**Task details**
When a line of the records contains "jacket", copy it.

**Supplied material**

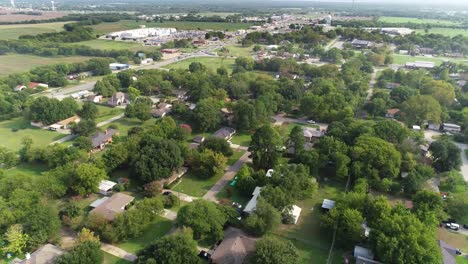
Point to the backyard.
(13, 131)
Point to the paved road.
(228, 176)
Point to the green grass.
(311, 239)
(106, 112)
(12, 140)
(14, 31)
(33, 169)
(242, 139)
(19, 63)
(450, 32)
(194, 186)
(111, 259)
(388, 19)
(210, 62)
(104, 28)
(159, 228)
(403, 59)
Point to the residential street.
(228, 176)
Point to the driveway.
(227, 177)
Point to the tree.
(204, 218)
(420, 108)
(85, 127)
(177, 248)
(89, 111)
(208, 164)
(16, 240)
(273, 250)
(265, 147)
(84, 253)
(265, 218)
(217, 145)
(446, 155)
(86, 178)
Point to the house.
(361, 44)
(451, 128)
(225, 133)
(363, 252)
(105, 187)
(118, 66)
(449, 253)
(109, 207)
(312, 133)
(252, 204)
(94, 98)
(44, 255)
(420, 65)
(328, 204)
(234, 249)
(392, 112)
(119, 98)
(100, 139)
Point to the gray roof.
(448, 253)
(100, 137)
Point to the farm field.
(417, 21)
(451, 32)
(12, 140)
(14, 31)
(210, 62)
(15, 63)
(403, 59)
(104, 28)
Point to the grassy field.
(33, 169)
(417, 21)
(16, 63)
(14, 31)
(451, 32)
(12, 140)
(111, 259)
(312, 241)
(156, 230)
(210, 62)
(403, 59)
(192, 185)
(104, 28)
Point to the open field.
(159, 228)
(210, 62)
(12, 140)
(16, 63)
(403, 59)
(312, 241)
(417, 21)
(104, 28)
(451, 32)
(14, 31)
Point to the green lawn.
(156, 230)
(12, 140)
(111, 259)
(242, 139)
(33, 169)
(19, 63)
(313, 241)
(403, 59)
(210, 62)
(192, 185)
(451, 32)
(181, 25)
(14, 31)
(388, 19)
(106, 112)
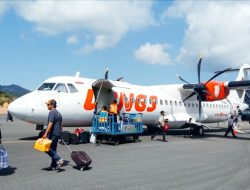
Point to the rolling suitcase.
(65, 136)
(74, 139)
(81, 158)
(84, 137)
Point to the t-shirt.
(56, 118)
(161, 121)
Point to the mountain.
(14, 90)
(247, 97)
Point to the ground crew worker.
(162, 123)
(103, 115)
(53, 132)
(231, 122)
(113, 110)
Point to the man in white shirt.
(160, 129)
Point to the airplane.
(190, 105)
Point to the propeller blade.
(199, 70)
(119, 79)
(199, 98)
(180, 78)
(192, 94)
(188, 86)
(219, 73)
(106, 74)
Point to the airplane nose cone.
(18, 108)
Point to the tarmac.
(209, 162)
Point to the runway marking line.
(12, 142)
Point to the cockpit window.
(46, 86)
(60, 87)
(72, 88)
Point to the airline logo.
(126, 101)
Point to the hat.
(51, 102)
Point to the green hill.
(5, 97)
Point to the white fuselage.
(77, 107)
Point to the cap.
(51, 102)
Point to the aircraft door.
(103, 92)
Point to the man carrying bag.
(3, 155)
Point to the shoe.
(59, 163)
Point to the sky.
(146, 42)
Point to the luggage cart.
(104, 127)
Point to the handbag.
(3, 158)
(166, 127)
(42, 144)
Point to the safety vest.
(113, 108)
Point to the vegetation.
(5, 97)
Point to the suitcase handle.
(66, 145)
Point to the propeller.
(200, 88)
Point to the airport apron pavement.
(210, 162)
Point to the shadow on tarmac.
(29, 138)
(7, 171)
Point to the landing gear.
(197, 130)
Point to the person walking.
(53, 132)
(231, 122)
(162, 123)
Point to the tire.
(136, 138)
(197, 130)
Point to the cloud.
(3, 7)
(106, 21)
(153, 54)
(218, 30)
(73, 39)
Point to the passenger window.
(139, 100)
(46, 86)
(156, 101)
(72, 88)
(150, 101)
(166, 102)
(133, 100)
(126, 99)
(60, 87)
(161, 102)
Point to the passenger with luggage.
(161, 129)
(231, 123)
(113, 110)
(3, 155)
(53, 132)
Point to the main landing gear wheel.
(116, 141)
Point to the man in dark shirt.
(53, 132)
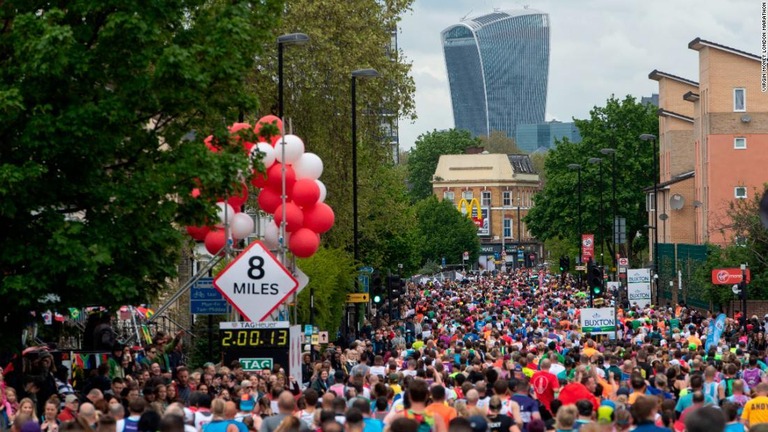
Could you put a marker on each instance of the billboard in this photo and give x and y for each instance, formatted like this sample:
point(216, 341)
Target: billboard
point(639, 286)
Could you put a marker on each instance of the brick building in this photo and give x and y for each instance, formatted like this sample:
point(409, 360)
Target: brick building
point(504, 186)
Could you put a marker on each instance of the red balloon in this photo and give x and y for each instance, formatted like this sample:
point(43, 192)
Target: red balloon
point(319, 218)
point(294, 217)
point(209, 143)
point(305, 192)
point(258, 179)
point(304, 243)
point(274, 178)
point(239, 198)
point(269, 200)
point(198, 233)
point(215, 241)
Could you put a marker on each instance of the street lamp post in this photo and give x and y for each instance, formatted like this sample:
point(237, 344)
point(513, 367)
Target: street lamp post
point(600, 223)
point(577, 167)
point(652, 138)
point(286, 39)
point(615, 235)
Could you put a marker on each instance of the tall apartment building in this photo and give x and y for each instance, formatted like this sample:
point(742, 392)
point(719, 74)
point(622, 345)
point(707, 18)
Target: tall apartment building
point(713, 135)
point(498, 67)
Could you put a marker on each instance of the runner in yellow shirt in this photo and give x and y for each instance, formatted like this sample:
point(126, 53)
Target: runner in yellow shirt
point(756, 409)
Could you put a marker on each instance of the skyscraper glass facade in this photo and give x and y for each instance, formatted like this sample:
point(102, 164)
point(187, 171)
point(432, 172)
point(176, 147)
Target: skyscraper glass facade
point(498, 67)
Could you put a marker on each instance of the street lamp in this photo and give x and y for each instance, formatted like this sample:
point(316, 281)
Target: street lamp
point(652, 138)
point(601, 225)
point(359, 73)
point(615, 235)
point(577, 167)
point(286, 39)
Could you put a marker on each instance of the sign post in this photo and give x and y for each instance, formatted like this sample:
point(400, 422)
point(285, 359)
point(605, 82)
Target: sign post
point(256, 283)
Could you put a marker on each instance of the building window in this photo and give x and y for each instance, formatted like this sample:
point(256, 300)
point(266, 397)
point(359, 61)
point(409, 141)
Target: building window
point(739, 99)
point(506, 199)
point(486, 199)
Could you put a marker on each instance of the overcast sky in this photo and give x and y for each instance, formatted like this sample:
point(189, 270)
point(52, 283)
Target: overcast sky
point(597, 48)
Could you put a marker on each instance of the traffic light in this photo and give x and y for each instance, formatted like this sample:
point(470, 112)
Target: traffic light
point(595, 280)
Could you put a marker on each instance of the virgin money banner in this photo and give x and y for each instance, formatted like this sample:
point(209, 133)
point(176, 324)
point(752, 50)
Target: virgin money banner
point(598, 321)
point(639, 286)
point(587, 247)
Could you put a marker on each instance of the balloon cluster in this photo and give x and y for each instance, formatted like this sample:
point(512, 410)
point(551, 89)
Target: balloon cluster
point(306, 214)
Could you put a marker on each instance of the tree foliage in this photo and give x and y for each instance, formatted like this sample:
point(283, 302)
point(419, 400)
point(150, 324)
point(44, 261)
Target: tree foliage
point(344, 36)
point(332, 275)
point(446, 232)
point(95, 176)
point(617, 125)
point(499, 142)
point(426, 152)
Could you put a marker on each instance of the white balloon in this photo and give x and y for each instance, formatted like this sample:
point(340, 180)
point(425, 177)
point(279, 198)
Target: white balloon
point(271, 235)
point(294, 148)
point(323, 191)
point(225, 210)
point(242, 226)
point(308, 166)
point(268, 157)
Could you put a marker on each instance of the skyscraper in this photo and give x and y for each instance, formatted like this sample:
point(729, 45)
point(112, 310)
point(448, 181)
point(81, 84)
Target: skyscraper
point(498, 66)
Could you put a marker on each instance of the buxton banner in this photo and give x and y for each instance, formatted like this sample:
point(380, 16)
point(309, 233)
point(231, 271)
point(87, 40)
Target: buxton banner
point(639, 286)
point(598, 321)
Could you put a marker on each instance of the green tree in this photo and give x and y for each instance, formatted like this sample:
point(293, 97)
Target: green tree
point(750, 246)
point(389, 233)
point(617, 125)
point(426, 152)
point(332, 275)
point(446, 232)
point(95, 173)
point(499, 142)
point(344, 36)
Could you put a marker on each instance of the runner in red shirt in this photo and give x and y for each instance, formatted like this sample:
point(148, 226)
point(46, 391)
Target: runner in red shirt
point(544, 384)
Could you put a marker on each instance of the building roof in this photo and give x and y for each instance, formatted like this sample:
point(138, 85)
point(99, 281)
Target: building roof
point(498, 15)
point(699, 43)
point(691, 97)
point(482, 167)
point(661, 112)
point(657, 75)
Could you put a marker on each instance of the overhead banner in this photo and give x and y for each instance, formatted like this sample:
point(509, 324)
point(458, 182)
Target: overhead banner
point(598, 321)
point(587, 247)
point(639, 286)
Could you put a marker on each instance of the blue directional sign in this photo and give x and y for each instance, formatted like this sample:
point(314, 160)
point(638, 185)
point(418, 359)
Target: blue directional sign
point(204, 299)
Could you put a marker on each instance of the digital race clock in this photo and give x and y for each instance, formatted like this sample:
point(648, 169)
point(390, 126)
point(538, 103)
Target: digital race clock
point(255, 338)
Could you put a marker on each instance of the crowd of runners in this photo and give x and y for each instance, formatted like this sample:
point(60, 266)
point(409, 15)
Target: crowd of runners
point(500, 353)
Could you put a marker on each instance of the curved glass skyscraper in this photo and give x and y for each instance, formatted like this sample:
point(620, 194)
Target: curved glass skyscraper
point(498, 66)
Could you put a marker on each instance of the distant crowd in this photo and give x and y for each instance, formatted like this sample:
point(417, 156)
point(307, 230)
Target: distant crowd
point(501, 353)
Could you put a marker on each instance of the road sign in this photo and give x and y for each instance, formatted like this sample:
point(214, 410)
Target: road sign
point(357, 298)
point(256, 283)
point(728, 276)
point(256, 364)
point(205, 300)
point(302, 278)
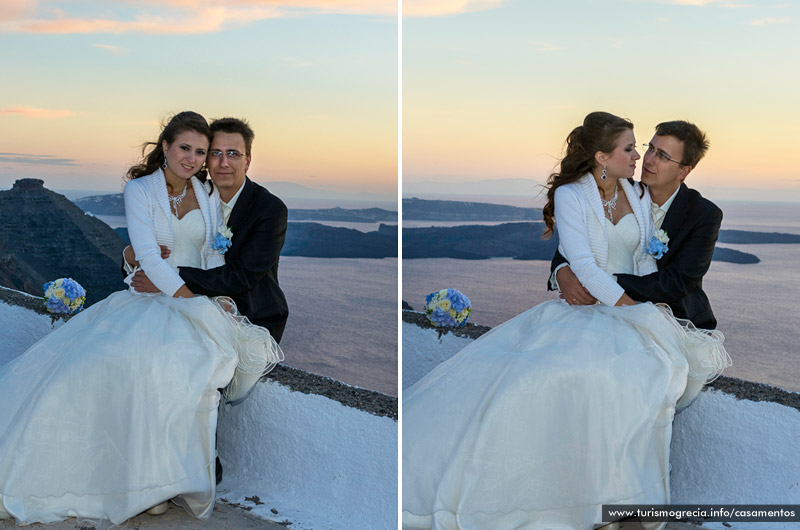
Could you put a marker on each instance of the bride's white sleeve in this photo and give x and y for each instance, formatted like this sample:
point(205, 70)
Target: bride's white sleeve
point(142, 233)
point(575, 246)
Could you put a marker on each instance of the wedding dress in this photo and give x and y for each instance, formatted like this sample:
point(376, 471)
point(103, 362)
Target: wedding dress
point(549, 416)
point(116, 411)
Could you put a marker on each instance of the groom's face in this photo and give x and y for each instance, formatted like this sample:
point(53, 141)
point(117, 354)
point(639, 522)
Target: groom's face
point(661, 173)
point(228, 172)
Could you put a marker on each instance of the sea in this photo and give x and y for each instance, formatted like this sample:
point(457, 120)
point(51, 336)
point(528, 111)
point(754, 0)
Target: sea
point(343, 315)
point(756, 305)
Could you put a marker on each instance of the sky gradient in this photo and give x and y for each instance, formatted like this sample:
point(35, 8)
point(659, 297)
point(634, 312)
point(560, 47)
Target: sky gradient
point(489, 96)
point(87, 82)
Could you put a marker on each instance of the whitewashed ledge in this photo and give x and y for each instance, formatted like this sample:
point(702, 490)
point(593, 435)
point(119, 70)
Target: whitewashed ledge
point(736, 444)
point(303, 450)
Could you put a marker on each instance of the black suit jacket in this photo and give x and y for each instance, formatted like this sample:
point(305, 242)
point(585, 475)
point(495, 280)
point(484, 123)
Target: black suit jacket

**Answer to this exercise**
Could you put a marker on each instance of the black suit jacket in this photo and give x and y for each instance, formatted like this sample:
Target: black suit jacket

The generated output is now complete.